REQUESTS:
(A) From the case summary, quote the part that opens with the words containing "Pakistan International Airlines" and closes with "sales of tickets.".
(B) According to the case summary, to what number did PIAC cut Times Travel's fortnightly ticket allocation, and from what number?
(C) Write the next part of the case summary, beginning after its final sentence.

PAKISTAN INTERNATIONAL AIRLINE CORPORATION V TIMES TRAVEL (UK) LTD [2021] UKSC 40


HEADLINE SUMMARY

Ruling for the first time on the doctrine of economic duress, the Supreme Court analysed the doctrine in detail, confirmed the existence of lawful act duress and provided guidance on how it should be applied.    

COMMENTARY

This judgment is a significant development in the doctrine of economic duress.  Whilst the Court confirmed the boundaries of economic duress, and further that they are not fixed, the threshold for a successful claim for economic duress is now even higher, making it more difficult for claimants considering such a cause of action.  Economic duress should therefore be considered alongside other remedies, including undue influence and unconscionable bargains. But pressure applied by a party in commercial negotiations is unlikely to reach the standard of illegitimate pressure or unconscionable conduct.

FACTUAL BACKGROUND

Pakistan International Airlines (PIAC) was the sole operator of direct flights between the UK and Pakistan and the national flag carrier of Pakistan.  Times Travel, a small travel agent, sold tickets to fly on PIAC pursuant to an agency agreement.  A dispute between the parties arose, following which Times Travel made claims for unpaid commission on sales of tickets.  

PIAC pressured Times Travel to waive those claims for unpaid commissions under the parties' existing contract (which was due to expire) and threatened to not continue its relationship with Times Travel.  In particular, PIAC gave notice to Times Travel that the existing agency agreement would be terminated and reduced Times Travel's fortnightly ticket allocation from 300 to 60 tickets, which PIAC was entitled to do under the existing contract.

The ticket reduction would have put Times Travel out of business had it continued: its business was dependent on having PIAC tickets to sell.  Whilst PIAC had no obligation to enter into the new contract with Times Travel, its threat of not doing so meant that Times Travel had no viable alternative than to waive its pre-existing claims.  Times Travel waived its pre-existing claims when entering into the new agreement, and subsequently brought a claim against PIAC for the unpaid commission, arguing that it could rescind the new contract for lawful act economic duress and that the waiver should not bind it in light of the circumstances in which it had been obtained.

AVAILABLE DATA:

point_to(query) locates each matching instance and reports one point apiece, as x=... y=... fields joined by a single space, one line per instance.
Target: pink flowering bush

RESULTS FOR THE EXERCISE:
(A)
Pakistan International Airlines (PIAC) was the sole operator of direct flights between the UK and Pakistan and the national flag carrier of Pakistan.  Times Travel, a small travel agent, sold tickets to fly on PIAC pursuant to an agency agreement.  A dispute between the parties arose, following which Times Travel made claims for unpaid commission on sales of tickets.

(B) From 300 tickets to 60 tickets.

(C)
At first instance, the court held that Times Travel was entitled to rescind the new contract for duress and allowed to claim the unpaid commission.  It also found that PIAC had genuinely believed the commission was not due.  

PIAC's appeal was upheld on the basis that a claim for unlawful act duress would not succeed in a commercial context where a party was making lawful threats in support of a demand that it genuinely and reasonably believed it was entitled to make.  Essentially, PIAC had not acted in bad faith in the required sense.  

Times Travel appealed to the Supreme Court, which dismissed its appeal.   

KEY LEGAL POINTS

Lawful act duress does exist and comprises the following elements:

  • there is a threat (or pressure exerted) by the defendant that is illegitimate 
  • the illegitimate threat (or pressure) caused the claimant to enter into the contract
  • the claimant had no reasonable alternative to giving in to the threat (or pressure)

The Court considered the circumstances in which the doctrine of lawful act duress had been applied to date, i.e.:

  • exploitation of knowledge of criminal activity by the claimant (or those associated with it)
  • using illegitimate means to manoeuvre the claimant into a position of weakness to force it to waive its claim.

Whilst the Court cautioned that these circumstances were not exhaustive, it also reiterated that the doctrine was to be applied restrictively and stressed the need to consider the law of economic duress against the backdrop of other remedies available (such as undue influence and unconscionable bargains).

The Court also noted the absence of a common law doctrine of inequality of bargaining power in contract and that English law does not recognise a duty of good faith in contracting, the absence of which therefore restricted the scope for lawful act economic duress in commercial life.  Therefore, pressure applied by a party in negotiations is unlikely to reach the standard of illegitimate pressure or unconscionable conduct.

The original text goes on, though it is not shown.